> _GIVEN INSTRUCTION 1_:
In the entries below, tally the lines that contain the string "cloud" and state only that number.

> _DOCUMENT EXCERPT_:

▽

The Eco-Friendly Camper's Checklist: What To Pack & What To Leave Behind
The arrival of spring always reminds me of my first night camping under the stars. Granted, it was in my own (literal) backyard with my mom when I was 6, but it was still a thrill to pitch a tent, live by lamplight, and fall asleep to the sound of the crickets. Many years and a few backpacking trips later, I have an even stronger appreciation for all the wonder, perspective, and joy that a night outdoors can bring. But if there's one thing about that initial camp I long for the most, it's the fact that we didn't have to pack for it.
Packing for camping trips can be a pain, especially in the beginning. To help save you some headaches, we asked three people who spend tons of time outdoors—founder of Latinx Hikers Adriana Garcia, outdoor photographer Kat Carney, and sustainability strategist Meg Haywood Sullivan—about their go-to packing lists.
Here's what they recommend bringing for a weekend away this spring or summer, plus some of their top tips for reducing your hike's impact and leaving the trail just as beautiful as you found it.
- Socks (bring an extra pair!)
- Moisture-wicking shirts
- Quick-drying pants
- A warm, lightweight jacket
- A sun hat
- Hiking boots or trail runners
- Sandals or shoes to change into after your hike
"The most essential bit of clothing for any backpacking trip, no matter how long, is good socks," Sullivan says, emphasizing that you'll want to bring an extra pair or two. That way, you'll have fresh ones to put on to keep your feet warm at night and dry after a long hike. (Getting blisters in the backcountry is zero fun.)

△

> _GIVEN INSTRUCTION 2_:
From the camping article above, reproduce word for word the passage that begins at "Packing for camping" and runs up to and including "you found it.".

> _RECORDS FOR THE EXERCISE_:
▽

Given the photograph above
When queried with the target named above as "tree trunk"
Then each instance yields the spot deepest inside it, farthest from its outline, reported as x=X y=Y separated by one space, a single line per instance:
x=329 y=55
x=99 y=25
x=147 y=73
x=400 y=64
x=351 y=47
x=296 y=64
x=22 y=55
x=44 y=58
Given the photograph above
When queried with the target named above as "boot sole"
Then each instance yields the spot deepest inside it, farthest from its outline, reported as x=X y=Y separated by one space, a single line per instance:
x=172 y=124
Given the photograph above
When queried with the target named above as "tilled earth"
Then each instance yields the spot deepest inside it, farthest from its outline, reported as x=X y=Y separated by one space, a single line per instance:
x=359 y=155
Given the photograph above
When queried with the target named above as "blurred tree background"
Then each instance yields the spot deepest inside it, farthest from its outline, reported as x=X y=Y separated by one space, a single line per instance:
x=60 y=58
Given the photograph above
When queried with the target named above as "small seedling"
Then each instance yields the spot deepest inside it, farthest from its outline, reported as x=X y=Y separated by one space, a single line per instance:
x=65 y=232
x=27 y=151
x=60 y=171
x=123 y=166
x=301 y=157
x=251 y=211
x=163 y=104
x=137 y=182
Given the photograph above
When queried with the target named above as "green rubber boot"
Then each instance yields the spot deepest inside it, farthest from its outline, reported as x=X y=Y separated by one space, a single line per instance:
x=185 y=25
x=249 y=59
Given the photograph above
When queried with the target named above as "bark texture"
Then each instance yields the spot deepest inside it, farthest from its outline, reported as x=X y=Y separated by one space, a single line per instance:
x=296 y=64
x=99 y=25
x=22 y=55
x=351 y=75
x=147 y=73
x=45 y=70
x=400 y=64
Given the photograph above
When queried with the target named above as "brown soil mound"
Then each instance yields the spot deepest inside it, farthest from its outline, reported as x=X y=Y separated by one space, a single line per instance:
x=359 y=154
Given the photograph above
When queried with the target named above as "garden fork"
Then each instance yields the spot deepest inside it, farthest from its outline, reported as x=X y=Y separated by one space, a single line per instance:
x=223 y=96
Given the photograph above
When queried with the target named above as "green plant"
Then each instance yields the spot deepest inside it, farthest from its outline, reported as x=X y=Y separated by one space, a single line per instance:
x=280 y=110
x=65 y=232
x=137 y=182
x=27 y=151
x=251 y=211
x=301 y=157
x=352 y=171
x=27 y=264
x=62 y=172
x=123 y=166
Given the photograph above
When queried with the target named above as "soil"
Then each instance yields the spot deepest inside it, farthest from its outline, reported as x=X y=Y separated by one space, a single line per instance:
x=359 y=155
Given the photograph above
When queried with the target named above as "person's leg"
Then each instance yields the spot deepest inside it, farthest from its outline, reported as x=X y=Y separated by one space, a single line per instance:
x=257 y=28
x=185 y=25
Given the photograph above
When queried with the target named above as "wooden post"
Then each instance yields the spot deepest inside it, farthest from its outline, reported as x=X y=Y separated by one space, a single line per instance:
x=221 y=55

△
▽

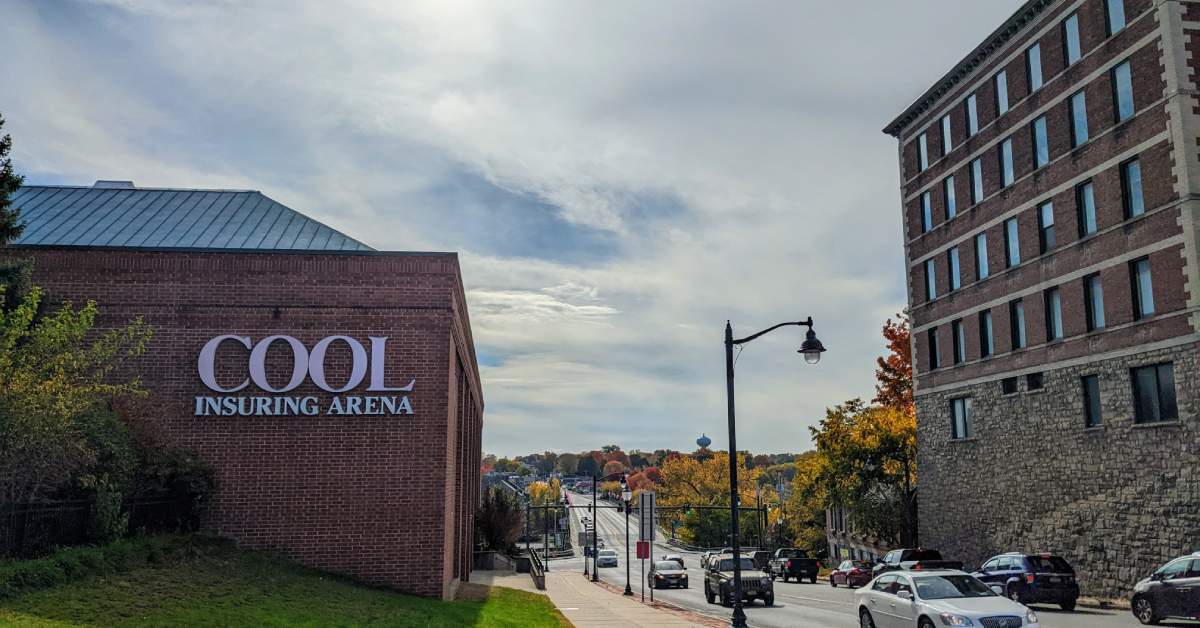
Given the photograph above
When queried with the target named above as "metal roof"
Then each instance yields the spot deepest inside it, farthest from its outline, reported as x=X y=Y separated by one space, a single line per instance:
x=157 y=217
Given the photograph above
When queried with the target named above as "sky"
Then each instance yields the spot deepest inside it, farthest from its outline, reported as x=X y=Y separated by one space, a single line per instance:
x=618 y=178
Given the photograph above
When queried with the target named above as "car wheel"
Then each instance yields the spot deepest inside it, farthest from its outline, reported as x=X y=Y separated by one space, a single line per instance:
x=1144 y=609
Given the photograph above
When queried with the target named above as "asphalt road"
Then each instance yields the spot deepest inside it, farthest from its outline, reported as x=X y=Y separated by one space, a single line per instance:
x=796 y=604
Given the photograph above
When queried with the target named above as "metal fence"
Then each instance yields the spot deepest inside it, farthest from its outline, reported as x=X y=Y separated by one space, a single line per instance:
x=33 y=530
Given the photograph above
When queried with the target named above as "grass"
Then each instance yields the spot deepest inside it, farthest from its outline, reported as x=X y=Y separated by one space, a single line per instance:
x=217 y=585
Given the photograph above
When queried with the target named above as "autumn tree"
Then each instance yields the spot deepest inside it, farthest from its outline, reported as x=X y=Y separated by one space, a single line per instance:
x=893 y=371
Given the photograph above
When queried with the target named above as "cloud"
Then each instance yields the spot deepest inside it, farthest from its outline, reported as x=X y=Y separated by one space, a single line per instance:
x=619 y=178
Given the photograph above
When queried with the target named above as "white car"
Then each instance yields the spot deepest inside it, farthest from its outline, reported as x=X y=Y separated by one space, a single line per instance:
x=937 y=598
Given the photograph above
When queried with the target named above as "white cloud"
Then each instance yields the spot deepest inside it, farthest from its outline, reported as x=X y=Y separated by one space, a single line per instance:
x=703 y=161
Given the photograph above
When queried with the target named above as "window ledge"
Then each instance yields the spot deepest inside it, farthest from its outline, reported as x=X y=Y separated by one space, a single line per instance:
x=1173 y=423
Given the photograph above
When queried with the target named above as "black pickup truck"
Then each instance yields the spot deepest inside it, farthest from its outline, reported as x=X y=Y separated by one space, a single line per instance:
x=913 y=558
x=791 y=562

△

> _RESULT 1_:
2

> _RESULT 2_:
Packing for camping trips can be a pain, especially in the beginning. To help save you some headaches, we asked three people who spend tons of time outdoors—founder of Latinx Hikers Adriana Garcia, outdoor photographer Kat Carney, and sustainability strategist Meg Haywood Sullivan—about their go-to packing lists.
Here's what they recommend bringing for a weekend away this spring or summer, plus some of their top tips for reducing your hike's impact and leaving the trail just as beautiful as you found it.